═════ Provided data ═════

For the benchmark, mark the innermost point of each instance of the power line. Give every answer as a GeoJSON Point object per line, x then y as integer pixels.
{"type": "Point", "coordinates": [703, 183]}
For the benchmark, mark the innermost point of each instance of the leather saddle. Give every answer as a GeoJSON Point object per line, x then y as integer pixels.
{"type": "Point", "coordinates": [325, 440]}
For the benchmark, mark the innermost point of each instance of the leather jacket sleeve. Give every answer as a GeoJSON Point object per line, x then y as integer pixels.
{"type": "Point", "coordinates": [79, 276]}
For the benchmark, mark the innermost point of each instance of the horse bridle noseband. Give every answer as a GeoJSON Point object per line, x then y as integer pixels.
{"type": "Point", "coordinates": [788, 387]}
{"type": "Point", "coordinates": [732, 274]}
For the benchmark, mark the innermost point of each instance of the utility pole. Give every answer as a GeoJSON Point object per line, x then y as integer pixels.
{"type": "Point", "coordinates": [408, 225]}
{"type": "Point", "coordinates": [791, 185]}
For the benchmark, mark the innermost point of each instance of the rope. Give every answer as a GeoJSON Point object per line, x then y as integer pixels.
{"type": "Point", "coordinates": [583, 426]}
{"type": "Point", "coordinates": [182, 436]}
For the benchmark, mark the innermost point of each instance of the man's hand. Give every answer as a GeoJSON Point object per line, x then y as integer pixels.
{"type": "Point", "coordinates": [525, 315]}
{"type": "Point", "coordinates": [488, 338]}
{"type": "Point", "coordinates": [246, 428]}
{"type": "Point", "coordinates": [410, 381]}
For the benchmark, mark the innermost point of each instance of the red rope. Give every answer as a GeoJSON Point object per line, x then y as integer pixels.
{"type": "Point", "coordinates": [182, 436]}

═════

#### What you have to do
Please put every line of the records above into a numbered list, leaving out any blank lines.

#### Task output
1. For the benchmark, mark the innermost point of each instance of the power line. Give every answer as a GeoJSON Point object per line, x then y as integer pixels.
2. {"type": "Point", "coordinates": [703, 183]}
3. For the benchmark, mark the innermost point of each instance of the leather saddle. Give every answer as a GeoJSON Point object per line, x then y as integer pixels.
4. {"type": "Point", "coordinates": [325, 440]}
5. For the benchmark, mark the innermost point of each instance of the leather jacket sleeve. Give every answer as a GeoJSON Point object per line, x then y as integer pixels.
6. {"type": "Point", "coordinates": [79, 276]}
7. For the benchmark, mark the innermost point of each instance of the horse bridle noseband. Give every answer as a GeoJSON Point object per line, x then y as integer pixels.
8. {"type": "Point", "coordinates": [788, 387]}
9. {"type": "Point", "coordinates": [732, 274]}
10. For the benchmark, mark the innermost point of each instance of the utility pole. Give every answer as a GeoJSON Point object per line, x then y as integer pixels.
11. {"type": "Point", "coordinates": [408, 225]}
12. {"type": "Point", "coordinates": [791, 185]}
13. For the benchmark, mark the innermost point of each instance of the rope. Give every answer as a GeoJSON Point object per line, x then y as integer pixels.
14. {"type": "Point", "coordinates": [583, 426]}
15. {"type": "Point", "coordinates": [182, 436]}
16. For the benchmark, mark the innermost point of each instance of the man's hand. Give every answer as a GeoJSON Point object per line, x then y as integer pixels.
17. {"type": "Point", "coordinates": [525, 315]}
18. {"type": "Point", "coordinates": [488, 338]}
19. {"type": "Point", "coordinates": [246, 428]}
20. {"type": "Point", "coordinates": [410, 381]}
21. For the benchmark, mark the innermost point of each instance of the red rope. Give every answer as a GeoJSON Point object per line, x then y as integer pixels.
22. {"type": "Point", "coordinates": [182, 436]}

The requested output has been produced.